Extrait
◆ ◆ ◆ ◆ ◆ ◆ ◆

Stuart Page (formation Bernard Valette, 2011)
LE SANSKRIT
langue sacrée de l'Inde
D’un point de vue linguistique, le sanskrit appartient à la grande famille indo-européenne de langues, dans laquelle on trouve aussi, parmi d’autres, le latin et le grec, les langues germaniques comme l’allemand ou l’anglais, les langues slaves comme le russe, et les langues celtes comme le breton, ainsi que, bien sûr, toutes les langues issues du latin comme le français ou l’espagnol.
(Source : http://www.languefrancaise.net/HLF/Genealogie)
Plus précisément, le sanskrit appartient à la branche indo-iranienne de cette famille, dans la sous-branche indo-aryenne. Les langues de l’Inde moderne se divisent en deux grandes familles : dans le sud on trouve majoritairement les langues dravidiennes, par exemple, le tamoul, qui n’ont rien à voir avec les langues indo-européennes.
En revanche, plus au nord, on trouve les langues indo-aryennes qui dérivent toutes du sanskrit. Dans ce groupe on trouve, entre autres, le hindī, le kāśmīrī, le bangālī, le pañjābī ou encore le marāṭhī qui est parlé dans l’état de Mahārāṣṭra dont les deux plus grandes villes sont Bombay et Pune. C’est à Pune que se trouve l’institut Iyengar ; le marāṭhī est en fait la langue maternelle d’Iyengar.

◆ ◆ ◆ ◆ ◆ ◆ ◆

Données fournies
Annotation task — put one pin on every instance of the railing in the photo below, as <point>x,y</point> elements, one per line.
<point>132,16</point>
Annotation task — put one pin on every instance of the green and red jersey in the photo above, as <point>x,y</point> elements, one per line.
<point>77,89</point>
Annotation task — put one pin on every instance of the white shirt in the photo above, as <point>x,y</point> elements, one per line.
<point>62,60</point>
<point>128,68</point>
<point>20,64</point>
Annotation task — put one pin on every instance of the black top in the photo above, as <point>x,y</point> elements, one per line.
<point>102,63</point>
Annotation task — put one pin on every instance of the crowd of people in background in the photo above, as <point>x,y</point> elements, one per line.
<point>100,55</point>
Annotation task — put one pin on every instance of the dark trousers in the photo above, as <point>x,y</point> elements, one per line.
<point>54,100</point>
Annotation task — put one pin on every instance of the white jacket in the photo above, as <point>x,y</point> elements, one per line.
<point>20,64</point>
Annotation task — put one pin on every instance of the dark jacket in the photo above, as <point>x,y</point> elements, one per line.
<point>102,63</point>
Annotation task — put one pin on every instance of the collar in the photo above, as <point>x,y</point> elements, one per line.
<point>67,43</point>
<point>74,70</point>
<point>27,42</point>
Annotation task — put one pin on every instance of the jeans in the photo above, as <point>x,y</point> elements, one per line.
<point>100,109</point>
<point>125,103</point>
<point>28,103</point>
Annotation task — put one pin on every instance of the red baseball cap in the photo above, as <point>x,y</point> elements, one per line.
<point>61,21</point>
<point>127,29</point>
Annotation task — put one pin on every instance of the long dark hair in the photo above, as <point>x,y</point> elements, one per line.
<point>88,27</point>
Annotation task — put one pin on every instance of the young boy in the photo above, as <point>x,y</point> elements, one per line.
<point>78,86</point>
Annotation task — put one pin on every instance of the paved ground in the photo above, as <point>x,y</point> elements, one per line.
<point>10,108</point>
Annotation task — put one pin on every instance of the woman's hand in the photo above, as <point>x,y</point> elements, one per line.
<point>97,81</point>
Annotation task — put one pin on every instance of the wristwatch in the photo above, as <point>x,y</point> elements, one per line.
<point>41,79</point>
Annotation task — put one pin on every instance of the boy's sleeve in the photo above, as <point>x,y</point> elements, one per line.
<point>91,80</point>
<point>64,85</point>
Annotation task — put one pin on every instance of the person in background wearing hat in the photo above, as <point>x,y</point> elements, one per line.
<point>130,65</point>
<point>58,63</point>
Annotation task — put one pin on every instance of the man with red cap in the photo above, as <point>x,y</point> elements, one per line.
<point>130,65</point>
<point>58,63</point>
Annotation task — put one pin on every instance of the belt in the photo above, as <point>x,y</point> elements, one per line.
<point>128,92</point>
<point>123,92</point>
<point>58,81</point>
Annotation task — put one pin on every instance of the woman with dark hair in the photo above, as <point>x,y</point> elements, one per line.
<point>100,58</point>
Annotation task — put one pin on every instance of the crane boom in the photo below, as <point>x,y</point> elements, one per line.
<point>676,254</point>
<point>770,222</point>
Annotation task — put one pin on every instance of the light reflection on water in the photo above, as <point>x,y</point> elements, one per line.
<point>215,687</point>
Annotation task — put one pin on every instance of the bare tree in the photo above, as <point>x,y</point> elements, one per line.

◆ ◆ ◆ ◆ ◆ ◆ ◆

Exercice A
Répondez aux questions suivantes à partir du texte sur le sanskrit.
(i) À quelle branche et à quelle sous-branche de la famille indo-européenne le sanskrit appartient-il ?
(ii) Quelles langues trouve-t-on majoritairement dans le sud de l'Inde ?
(iii) Quelle est la langue maternelle d'Iyengar ?
Exercice B
Reproduisez à l'identique le passage du texte sur le sanskrit qui va de « En revanche, plus » jusqu'à « langue maternelle d’Iyengar. ».
La liste ne joue aucun rôle dans ce travail.

Réponse rédigée A
(i) Le sanskrit appartient à la branche indo-iranienne, dans la sous-branche indo-aryenne.
(ii) On y trouve majoritairement les langues dravidiennes.
(iii) La langue maternelle d'Iyengar est le marāṭhī.

Réponse rédigée B
En revanche, plus au nord, on trouve les langues indo-aryennes qui dérivent toutes du sanskrit. Dans ce groupe on trouve, entre autres, le hindī, le kāśmīrī, le bangālī, le pañjābī ou encore le marāṭhī qui est parlé dans l’état de Mahārāṣṭra dont les deux plus grandes villes sont Bombay et Pune. C’est à Pune que se trouve l’institut Iyengar ; le marāṭhī est en fait la langue maternelle d’Iyengar.